### Given exercise
Reproduce each of the rows below character for character, line by line, without changing anything.

### Data for this exercise
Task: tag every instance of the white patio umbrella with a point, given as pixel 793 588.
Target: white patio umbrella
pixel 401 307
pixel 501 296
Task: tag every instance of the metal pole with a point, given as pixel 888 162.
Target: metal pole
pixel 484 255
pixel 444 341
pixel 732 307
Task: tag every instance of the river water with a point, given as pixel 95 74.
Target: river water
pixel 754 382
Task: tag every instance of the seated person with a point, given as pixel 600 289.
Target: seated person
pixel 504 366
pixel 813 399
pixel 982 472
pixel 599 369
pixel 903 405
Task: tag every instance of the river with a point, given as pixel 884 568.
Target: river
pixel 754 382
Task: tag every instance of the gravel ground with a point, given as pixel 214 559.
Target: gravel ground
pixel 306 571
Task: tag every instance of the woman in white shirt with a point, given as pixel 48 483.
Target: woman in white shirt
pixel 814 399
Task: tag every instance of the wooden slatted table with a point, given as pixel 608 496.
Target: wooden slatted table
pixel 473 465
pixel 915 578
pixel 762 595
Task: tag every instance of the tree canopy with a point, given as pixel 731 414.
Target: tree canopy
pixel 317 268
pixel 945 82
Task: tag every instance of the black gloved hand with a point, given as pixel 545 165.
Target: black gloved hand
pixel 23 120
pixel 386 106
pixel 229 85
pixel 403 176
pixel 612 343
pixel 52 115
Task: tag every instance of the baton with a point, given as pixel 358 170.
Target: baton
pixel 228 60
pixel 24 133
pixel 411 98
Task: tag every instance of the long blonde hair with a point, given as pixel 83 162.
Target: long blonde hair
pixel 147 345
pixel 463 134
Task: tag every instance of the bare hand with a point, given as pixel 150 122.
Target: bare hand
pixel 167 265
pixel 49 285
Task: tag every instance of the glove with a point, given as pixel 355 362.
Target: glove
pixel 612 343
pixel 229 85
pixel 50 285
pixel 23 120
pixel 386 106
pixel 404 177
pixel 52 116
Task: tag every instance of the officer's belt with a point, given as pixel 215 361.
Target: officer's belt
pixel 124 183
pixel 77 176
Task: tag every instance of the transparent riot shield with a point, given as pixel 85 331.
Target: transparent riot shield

### Exercise answer
Task: tag every instance of the white patio umbrella with a point, given as pixel 793 588.
Target: white patio umbrella
pixel 401 307
pixel 501 296
Task: tag every instance of the metal pole with a point, given as pixel 888 162.
Target: metal pole
pixel 484 255
pixel 444 341
pixel 732 307
Task: tag every instance of the river water with a point, given as pixel 95 74.
Target: river water
pixel 754 382
Task: tag every instance of the seated person with a point, given as pixel 600 289.
Target: seated person
pixel 504 366
pixel 813 399
pixel 982 472
pixel 599 369
pixel 903 405
Task: tag every instance of the river with a point, given as pixel 884 568.
Target: river
pixel 754 382
Task: tag every instance of the gravel ground with a point, given as pixel 214 559.
Target: gravel ground
pixel 306 571
Task: tag every instance of the woman in white shirt with a point, given as pixel 48 483.
Target: woman in white shirt
pixel 814 399
Task: tag every instance of the wooden slatted table with a point, given as pixel 608 496.
Target: wooden slatted table
pixel 473 465
pixel 915 578
pixel 762 595
Task: tag every instance of the tree canopy with a point, given as pixel 731 414.
Target: tree canopy
pixel 317 268
pixel 945 82
Task: tag every instance of the black gloved hand with a point, given as pixel 545 165.
Target: black gloved hand
pixel 23 120
pixel 386 106
pixel 229 85
pixel 403 176
pixel 612 343
pixel 52 115
Task: tag every instance of the baton with a point, given as pixel 358 170.
Target: baton
pixel 228 60
pixel 24 133
pixel 411 98
Task: tag every instance of the long blonde hair with a point, given as pixel 83 162.
Target: long blonde hair
pixel 147 345
pixel 463 134
Task: tag every instance of the bare hand with a point, given as pixel 150 122.
Target: bare hand
pixel 167 265
pixel 49 285
Task: tag every instance of the glove with a point, given as pixel 355 362.
Target: glove
pixel 612 343
pixel 229 85
pixel 50 285
pixel 23 120
pixel 386 106
pixel 404 177
pixel 52 116
Task: tag every instance of the officer's belt with a point, given as pixel 215 361.
Target: officer's belt
pixel 124 183
pixel 77 176
Task: tag every instance of the transparent riot shield with a point, given as pixel 85 331.
Target: transparent riot shield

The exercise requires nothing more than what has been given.